◆ **Texto para ler**:
E hoje o impulso foi assim, simples, espontâneo, inesperado... Depois de um dia relativamente calmo, seguimos em modo relax para um jantar a três, eu, o mais-que-tudo e a agridoce mais velha. Por circunstâncias várias, os mais novos não nos acompanhavam e lá fomos a um sítio MUITO agradável, com ar clean, luminoso e cuidado. A conversa fluíu descontraída, variada, animada e célere, ao ritmo de uma série de coisas que ali se estavam a dizer e a partilhar, resultados de uma semana inteira de pequenos tudos e pequenos nadas que preenchem os nossos mundos, de todos, e ao sabor de uma comida maravilhosa, ou não fosse eu uma, para sempre (e para o bem e para o mal), gourmet! A parte reflexiva do meu cérebro ia processando a informação durante este momento! De repente percebi que estavam ali, à volta daquela mesa, três adultos que falavam e partilhavam opiniões, que discutiam pareceres, que opinavam acerca dos assuntos que surgiam e vi-a como uma de nós, quase! Esta minha formiguinha, como lhe chamava em bebé, já não é bebé, nem sequer criança. Cresceu e acutilou o espírito, é eloquente e determinada e falámos com ela assim, despretensiosamente, como falamos com um adulto que nos acompanha numa conversa agradável e saborosa. Vai continuar a crescer e a modelar-se, eu sei, mas hoje vi-a assim, desta forma e, inesperadamente, senti que os imputs já lá estão todos e não haverá já muito mais que possamos acrescentar. O resto do caminho é dela agora e ainda bem, pois é assim que tem que ser, mesmo que continuemos aqui, ativos e atentos, SEMPRE!!!

Registos de coordenadas anotados:
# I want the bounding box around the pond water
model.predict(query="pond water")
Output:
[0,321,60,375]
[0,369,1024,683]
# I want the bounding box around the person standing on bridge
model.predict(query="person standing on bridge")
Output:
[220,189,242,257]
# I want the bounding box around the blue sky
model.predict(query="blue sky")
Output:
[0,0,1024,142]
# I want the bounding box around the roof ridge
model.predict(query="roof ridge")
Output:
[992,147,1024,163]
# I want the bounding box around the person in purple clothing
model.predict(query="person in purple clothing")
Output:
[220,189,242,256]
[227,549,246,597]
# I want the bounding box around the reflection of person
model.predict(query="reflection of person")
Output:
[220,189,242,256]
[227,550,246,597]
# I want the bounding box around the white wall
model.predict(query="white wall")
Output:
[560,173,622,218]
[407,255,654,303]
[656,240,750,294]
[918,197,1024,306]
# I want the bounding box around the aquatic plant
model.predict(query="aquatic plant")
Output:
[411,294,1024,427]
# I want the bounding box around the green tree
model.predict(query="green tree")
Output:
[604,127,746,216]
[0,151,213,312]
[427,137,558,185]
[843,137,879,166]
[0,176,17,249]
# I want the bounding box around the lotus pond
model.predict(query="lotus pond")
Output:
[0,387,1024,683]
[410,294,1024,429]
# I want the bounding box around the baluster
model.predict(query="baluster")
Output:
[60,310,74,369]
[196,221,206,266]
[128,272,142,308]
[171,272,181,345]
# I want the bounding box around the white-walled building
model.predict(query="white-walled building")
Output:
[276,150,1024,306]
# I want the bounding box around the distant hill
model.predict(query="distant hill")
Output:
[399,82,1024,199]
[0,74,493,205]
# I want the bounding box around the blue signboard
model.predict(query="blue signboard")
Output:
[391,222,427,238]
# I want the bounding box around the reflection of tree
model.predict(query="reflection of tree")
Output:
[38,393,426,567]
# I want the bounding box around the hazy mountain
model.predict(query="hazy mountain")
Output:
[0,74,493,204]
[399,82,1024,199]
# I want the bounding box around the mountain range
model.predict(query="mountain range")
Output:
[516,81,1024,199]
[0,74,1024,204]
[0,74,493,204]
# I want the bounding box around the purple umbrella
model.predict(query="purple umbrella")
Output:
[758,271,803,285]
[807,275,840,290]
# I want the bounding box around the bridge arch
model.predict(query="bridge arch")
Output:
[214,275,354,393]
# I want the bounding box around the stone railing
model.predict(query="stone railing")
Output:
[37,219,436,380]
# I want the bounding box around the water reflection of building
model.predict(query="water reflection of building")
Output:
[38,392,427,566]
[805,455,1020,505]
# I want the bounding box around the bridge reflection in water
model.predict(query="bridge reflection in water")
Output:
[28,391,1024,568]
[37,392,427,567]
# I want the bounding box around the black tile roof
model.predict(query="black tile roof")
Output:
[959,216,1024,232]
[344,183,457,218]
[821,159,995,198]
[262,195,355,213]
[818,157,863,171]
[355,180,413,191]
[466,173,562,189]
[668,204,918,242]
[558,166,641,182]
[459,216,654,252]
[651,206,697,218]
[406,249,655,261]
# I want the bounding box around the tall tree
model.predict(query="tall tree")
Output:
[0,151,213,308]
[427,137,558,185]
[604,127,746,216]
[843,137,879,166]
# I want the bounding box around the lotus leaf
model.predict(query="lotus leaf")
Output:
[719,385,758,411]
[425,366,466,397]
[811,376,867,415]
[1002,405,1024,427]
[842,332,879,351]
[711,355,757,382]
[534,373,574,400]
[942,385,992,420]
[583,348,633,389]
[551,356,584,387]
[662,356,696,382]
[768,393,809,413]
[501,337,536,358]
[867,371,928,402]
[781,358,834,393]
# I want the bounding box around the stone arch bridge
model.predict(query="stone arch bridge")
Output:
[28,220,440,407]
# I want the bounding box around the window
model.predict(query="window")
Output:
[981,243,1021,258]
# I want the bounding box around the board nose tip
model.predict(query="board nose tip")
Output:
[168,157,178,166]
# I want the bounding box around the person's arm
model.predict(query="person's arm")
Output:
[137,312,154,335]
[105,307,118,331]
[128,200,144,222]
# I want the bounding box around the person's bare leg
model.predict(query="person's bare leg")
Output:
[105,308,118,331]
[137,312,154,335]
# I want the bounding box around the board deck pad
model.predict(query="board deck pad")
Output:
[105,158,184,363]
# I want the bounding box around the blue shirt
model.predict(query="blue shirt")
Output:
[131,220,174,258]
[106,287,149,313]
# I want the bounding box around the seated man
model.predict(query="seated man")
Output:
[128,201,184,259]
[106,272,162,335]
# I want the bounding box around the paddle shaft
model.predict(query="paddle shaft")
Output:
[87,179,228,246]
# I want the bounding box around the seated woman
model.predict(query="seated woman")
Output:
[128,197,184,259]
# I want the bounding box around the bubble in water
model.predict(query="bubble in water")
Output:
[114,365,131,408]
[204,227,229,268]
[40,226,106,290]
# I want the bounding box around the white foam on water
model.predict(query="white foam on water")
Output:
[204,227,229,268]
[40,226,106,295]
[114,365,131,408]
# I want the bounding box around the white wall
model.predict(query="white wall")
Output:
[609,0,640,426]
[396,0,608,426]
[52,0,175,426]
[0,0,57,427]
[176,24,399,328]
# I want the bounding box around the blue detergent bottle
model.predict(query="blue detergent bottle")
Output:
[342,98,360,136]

◆ **Exercícios a fazer**:
(a) No texto sobre o jantar a três, porque é que quem escreve acha bom que "o resto do caminho" pertença agora à agridoce mais velha? Responde em uma a três frases.
(b) Por favor, repete sem alterações as linhas das entradas, desde a linha com "# I want the bounding box around the blue detergent" até ao fim das entradas.
O texto e as entradas provêm de fontes distintas.

◆ **Soluções**:
(a) Quem escreve diz "ainda bem" porque é assim que tem que ser. Acrescenta que os pais continuarão presentes, ativos e atentos.

(b)
# I want the bounding box around the blue detergent bottle
model.predict(query="blue detergent bottle")
Output:
[342,98,360,136]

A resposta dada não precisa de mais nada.